▸ TEXT PROVIDED:
###
If you’re a mother, trying to conceive a child, or have ever been pregnant than chances are you’ve joined a group online geared towards other women going through the same thing. In 2018, our online social life seems like it’s just as full, if not fuller than our daily “in real life” interactions. This is especially true for some mothers who are with their children all day but seek out adult interaction. I get it, I totally do. So it makes sense that easy solution would be to join a “mom group” on Facebook to talk with other adults in the same life space.
Well, I’m here to tell you why mom groups are the scariest place on the internet.
Lets face it, mothers are in a pretty vulnerable state regardless of what they will tell you. We’re constantly wondering if we’re screwing everything up, working towards finding that perfect balance in life, and worried about XYZ that’s going on with ourselves, our spouses, or our kids. Every single person is fighting their own battle and dealing with whatever they have going on in their personal life. Women (specifically mothers) tend to seek reassurance and advice and don’t always have the desire / resources to talk to friends or family. Sometimes they want unbiased advice or strangers to vent too.
This leads them to mom groups.
There are hundreds of thousands of these groups on Facebook alone. Ranging from local ones in your area with just a small number of members to large groups with thousands of members. There are even mom groups centered around certain Podcasts I listen too. If a lot of women enjoy it, there is probably a mom group online associated with it.
So now you have a wild number of groups that multiple women are posting too asking for advice, venting, or sharing stories. Tons of posts with tons of comments in response.
It all sounds great and supportive but is it?
Sometimes, maybe. Most of the time, not really.
###
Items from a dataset
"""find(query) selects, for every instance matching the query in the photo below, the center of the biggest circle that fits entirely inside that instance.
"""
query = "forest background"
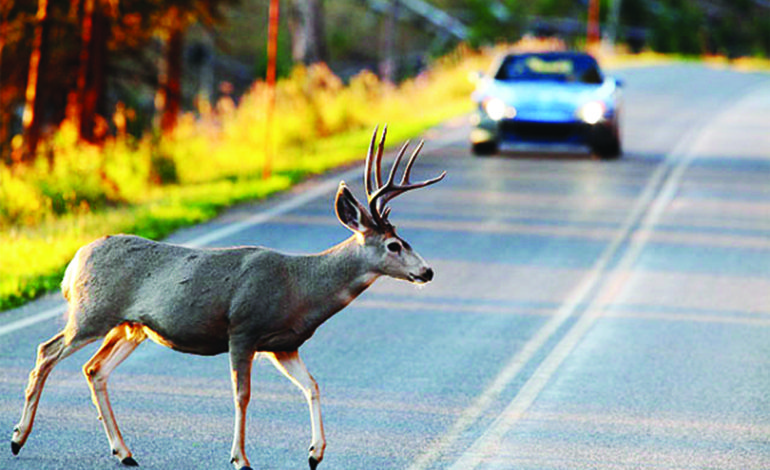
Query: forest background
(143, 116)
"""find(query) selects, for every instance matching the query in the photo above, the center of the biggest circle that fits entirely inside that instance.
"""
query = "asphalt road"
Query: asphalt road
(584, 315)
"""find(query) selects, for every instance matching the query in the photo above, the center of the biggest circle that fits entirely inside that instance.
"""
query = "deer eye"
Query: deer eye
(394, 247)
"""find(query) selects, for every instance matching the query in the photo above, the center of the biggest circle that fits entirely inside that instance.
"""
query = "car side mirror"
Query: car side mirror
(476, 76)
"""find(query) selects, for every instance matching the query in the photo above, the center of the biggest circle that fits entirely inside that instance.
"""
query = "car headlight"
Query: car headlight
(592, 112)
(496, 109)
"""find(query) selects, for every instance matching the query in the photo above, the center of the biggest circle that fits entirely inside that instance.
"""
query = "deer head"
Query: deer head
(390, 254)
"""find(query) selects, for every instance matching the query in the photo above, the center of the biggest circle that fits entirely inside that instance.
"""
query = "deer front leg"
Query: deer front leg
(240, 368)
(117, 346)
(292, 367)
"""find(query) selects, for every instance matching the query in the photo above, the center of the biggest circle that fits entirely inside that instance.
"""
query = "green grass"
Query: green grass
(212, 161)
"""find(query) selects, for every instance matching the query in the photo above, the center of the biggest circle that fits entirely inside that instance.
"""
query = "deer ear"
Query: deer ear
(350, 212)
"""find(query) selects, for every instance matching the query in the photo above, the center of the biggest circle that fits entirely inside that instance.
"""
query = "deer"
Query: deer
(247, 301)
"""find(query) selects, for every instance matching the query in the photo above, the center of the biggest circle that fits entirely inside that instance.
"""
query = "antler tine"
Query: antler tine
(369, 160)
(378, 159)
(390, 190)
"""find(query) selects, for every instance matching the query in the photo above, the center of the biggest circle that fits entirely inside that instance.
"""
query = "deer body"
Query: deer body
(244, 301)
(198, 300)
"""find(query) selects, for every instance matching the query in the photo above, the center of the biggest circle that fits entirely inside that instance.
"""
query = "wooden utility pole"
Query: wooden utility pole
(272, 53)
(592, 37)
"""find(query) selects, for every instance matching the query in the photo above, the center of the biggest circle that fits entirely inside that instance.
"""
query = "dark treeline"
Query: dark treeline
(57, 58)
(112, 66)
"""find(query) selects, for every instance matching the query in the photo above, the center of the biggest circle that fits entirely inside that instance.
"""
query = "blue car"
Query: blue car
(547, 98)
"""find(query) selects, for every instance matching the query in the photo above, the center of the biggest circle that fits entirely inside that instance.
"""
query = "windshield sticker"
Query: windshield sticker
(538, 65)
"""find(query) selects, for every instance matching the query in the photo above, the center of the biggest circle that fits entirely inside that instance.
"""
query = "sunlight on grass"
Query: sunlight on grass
###
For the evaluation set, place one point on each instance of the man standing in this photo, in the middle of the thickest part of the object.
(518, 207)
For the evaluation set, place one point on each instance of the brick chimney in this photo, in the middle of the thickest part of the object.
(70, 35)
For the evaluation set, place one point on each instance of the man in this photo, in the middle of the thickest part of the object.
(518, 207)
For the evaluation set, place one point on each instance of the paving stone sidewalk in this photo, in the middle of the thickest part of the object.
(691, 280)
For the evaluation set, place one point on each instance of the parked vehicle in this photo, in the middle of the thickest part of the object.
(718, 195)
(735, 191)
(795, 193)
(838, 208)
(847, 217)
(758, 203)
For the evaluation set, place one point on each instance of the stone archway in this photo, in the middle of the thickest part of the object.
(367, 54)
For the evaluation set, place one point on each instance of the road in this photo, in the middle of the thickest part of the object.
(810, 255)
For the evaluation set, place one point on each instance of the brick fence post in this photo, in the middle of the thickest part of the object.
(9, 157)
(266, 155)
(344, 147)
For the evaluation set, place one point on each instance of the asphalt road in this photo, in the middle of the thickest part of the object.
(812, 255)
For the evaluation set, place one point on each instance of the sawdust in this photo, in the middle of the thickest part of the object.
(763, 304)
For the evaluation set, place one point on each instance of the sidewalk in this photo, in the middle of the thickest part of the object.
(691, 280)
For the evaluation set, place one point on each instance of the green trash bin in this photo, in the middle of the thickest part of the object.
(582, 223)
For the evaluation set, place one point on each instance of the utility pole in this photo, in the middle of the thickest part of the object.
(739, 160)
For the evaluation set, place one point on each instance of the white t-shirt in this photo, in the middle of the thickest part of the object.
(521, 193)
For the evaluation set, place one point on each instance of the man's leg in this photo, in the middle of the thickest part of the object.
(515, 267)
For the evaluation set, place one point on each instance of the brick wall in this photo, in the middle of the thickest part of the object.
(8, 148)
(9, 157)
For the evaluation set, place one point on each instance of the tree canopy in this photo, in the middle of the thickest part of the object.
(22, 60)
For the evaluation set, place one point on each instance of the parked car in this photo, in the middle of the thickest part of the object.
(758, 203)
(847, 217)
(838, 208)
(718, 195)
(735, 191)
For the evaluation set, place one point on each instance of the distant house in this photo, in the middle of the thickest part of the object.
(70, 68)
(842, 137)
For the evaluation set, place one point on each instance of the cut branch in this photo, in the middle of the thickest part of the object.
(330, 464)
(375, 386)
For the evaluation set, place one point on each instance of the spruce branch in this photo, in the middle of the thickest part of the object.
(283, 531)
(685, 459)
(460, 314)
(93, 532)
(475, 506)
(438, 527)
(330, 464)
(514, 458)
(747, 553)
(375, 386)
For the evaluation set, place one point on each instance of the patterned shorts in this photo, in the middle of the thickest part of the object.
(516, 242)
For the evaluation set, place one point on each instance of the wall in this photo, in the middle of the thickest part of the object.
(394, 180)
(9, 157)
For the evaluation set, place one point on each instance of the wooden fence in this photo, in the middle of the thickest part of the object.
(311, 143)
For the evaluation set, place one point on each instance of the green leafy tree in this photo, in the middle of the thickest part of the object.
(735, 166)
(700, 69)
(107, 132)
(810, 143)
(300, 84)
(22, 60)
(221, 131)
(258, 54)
###
▸ WHAT THE TASK REQUIRES: Restate the part of the text on online mom groups that opens with the words containing "Lets face it, mothers" and closes with "to vent too.", renaming "mothers" as "parents" each time it occurs.

▸ WRITTEN RESPONSE:
Lets face it, parents are in a pretty vulnerable state regardless of what they will tell you. We’re constantly wondering if we’re screwing everything up, working towards finding that perfect balance in life, and worried about XYZ that’s going on with ourselves, our spouses, or our kids. Every single person is fighting their own battle and dealing with whatever they have going on in their personal life. Women (specifically parents) tend to seek reassurance and advice and don’t always have the desire / resources to talk to friends or family. Sometimes they want unbiased advice or strangers to vent too.